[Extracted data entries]
----------

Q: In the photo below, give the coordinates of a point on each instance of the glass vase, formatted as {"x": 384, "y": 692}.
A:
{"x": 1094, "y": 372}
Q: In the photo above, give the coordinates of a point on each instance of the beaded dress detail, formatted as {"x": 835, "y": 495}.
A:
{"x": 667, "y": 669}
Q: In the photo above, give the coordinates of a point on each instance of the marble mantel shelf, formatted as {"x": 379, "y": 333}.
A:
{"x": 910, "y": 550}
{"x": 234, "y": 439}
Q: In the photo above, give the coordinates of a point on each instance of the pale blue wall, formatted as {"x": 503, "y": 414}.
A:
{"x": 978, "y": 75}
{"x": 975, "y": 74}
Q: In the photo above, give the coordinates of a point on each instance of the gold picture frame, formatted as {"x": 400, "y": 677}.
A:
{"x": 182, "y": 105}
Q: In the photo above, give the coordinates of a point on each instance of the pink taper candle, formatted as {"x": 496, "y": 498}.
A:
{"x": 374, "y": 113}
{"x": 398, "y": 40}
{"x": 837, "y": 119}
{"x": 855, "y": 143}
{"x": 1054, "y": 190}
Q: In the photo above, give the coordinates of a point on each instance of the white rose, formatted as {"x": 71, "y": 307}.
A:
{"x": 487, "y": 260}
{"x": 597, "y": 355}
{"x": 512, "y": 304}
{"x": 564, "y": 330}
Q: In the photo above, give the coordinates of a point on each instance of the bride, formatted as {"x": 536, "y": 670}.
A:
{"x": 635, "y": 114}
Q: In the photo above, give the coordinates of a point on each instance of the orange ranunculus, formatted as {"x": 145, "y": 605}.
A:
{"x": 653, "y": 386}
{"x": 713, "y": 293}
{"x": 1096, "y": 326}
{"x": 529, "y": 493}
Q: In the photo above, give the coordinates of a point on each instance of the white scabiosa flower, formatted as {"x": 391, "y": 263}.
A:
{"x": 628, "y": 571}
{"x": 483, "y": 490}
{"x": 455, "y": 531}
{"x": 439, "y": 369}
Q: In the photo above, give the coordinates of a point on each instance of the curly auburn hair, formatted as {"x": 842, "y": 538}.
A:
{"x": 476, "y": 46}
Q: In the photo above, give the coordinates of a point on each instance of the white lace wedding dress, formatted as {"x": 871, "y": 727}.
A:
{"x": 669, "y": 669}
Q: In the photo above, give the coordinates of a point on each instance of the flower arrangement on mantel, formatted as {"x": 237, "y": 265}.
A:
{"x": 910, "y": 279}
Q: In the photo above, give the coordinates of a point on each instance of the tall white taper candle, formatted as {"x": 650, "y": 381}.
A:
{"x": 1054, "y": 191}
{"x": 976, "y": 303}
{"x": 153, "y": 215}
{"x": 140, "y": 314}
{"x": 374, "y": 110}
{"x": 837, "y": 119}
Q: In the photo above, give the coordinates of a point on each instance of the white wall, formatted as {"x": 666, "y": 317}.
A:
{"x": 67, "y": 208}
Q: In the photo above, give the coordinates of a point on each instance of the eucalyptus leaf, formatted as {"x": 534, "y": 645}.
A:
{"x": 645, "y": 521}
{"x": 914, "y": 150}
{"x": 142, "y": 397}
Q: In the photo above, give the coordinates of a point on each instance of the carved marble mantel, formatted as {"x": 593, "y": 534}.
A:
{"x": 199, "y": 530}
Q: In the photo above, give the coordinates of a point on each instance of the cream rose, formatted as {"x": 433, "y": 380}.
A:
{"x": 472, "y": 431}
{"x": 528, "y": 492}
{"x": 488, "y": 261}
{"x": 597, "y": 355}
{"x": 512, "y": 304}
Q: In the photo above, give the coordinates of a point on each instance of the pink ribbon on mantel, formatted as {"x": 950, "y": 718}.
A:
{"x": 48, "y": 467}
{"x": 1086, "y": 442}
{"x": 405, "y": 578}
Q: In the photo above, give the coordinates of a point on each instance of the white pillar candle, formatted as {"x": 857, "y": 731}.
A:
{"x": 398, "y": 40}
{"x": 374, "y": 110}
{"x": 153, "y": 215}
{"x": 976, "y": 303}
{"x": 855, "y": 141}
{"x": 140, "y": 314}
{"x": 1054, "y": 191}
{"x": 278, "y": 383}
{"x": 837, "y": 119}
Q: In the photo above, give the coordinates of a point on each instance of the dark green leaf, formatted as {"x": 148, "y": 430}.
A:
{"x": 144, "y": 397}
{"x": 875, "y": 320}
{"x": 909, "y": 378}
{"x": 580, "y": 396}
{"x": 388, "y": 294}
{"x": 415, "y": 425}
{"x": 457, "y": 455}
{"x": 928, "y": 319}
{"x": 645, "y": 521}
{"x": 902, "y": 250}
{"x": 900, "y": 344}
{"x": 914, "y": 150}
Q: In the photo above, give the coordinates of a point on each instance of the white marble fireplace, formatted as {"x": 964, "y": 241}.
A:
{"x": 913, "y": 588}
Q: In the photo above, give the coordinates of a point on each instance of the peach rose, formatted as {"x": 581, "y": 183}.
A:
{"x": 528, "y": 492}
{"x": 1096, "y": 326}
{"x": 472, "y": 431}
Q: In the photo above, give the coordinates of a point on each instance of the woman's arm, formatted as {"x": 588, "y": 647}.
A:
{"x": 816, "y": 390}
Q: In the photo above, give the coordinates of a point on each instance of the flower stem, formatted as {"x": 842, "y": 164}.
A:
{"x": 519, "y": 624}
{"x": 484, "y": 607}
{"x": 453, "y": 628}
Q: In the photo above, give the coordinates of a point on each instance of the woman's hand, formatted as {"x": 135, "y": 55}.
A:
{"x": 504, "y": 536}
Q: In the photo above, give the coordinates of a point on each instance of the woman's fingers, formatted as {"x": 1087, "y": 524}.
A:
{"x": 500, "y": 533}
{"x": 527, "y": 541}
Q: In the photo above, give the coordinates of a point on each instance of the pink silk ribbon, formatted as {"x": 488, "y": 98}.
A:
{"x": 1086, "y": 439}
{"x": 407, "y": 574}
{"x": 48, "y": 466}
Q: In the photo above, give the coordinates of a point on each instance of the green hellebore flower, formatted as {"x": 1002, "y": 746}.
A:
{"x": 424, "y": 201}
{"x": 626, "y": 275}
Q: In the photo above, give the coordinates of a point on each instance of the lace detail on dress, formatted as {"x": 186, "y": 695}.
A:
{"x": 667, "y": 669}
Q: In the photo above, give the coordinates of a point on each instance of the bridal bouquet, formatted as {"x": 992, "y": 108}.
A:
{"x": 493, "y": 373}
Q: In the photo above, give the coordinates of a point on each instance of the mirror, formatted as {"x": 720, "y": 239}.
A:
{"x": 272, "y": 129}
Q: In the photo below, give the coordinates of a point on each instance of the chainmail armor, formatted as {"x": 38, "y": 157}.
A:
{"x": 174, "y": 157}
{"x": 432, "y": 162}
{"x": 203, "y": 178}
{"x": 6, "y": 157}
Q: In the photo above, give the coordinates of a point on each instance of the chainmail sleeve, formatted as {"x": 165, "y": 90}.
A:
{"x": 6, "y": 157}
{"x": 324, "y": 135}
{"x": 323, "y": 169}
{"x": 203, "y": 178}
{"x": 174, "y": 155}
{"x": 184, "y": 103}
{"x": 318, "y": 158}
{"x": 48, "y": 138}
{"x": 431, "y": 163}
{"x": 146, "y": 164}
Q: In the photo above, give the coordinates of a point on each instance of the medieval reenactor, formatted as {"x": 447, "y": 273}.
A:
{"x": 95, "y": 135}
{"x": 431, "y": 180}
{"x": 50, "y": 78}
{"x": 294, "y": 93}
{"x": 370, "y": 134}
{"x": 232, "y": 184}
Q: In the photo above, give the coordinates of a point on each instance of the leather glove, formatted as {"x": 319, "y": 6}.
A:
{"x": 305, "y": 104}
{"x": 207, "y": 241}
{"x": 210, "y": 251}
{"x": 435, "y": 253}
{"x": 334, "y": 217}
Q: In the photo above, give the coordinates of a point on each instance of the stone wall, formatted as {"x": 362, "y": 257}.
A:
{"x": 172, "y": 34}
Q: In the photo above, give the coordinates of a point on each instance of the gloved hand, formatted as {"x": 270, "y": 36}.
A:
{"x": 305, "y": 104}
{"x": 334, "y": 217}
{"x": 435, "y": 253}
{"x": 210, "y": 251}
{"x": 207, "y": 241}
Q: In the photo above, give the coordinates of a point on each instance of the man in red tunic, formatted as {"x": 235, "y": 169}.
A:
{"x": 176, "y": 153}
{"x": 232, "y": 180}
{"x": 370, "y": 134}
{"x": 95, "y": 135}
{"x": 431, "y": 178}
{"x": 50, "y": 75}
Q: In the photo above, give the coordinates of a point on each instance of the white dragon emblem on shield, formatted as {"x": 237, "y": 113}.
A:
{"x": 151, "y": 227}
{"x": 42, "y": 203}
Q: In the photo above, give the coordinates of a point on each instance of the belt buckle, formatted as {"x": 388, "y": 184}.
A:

----------

BRIEF:
Repeat only the stretch of lines that begins at the line containing "of the stone" and ends at the last line above, both included.

SOLUTION TO THE PROBLEM:
Q: In the photo above, give the coordinates of a point on each instance of the stone wall, formatted as {"x": 362, "y": 257}.
A:
{"x": 172, "y": 34}
Q: In the photo above, give the coordinates of a point on each instance of the gloved hand, formatted as {"x": 270, "y": 36}.
A:
{"x": 305, "y": 104}
{"x": 334, "y": 217}
{"x": 435, "y": 253}
{"x": 210, "y": 251}
{"x": 207, "y": 241}
Q: In the photo above, give the coordinates of a point on each instance of the man in red tunic, formatted as {"x": 235, "y": 169}.
A:
{"x": 176, "y": 153}
{"x": 232, "y": 180}
{"x": 370, "y": 134}
{"x": 95, "y": 135}
{"x": 431, "y": 178}
{"x": 50, "y": 75}
Q: In the photo above, give the coordinates of a point on each instance of the white dragon emblem on shield, formatted as {"x": 237, "y": 113}.
A:
{"x": 151, "y": 227}
{"x": 42, "y": 203}
Q: In the photo above, give the coordinates of a point on each instance of the belt buckle, formatted as {"x": 388, "y": 184}.
A:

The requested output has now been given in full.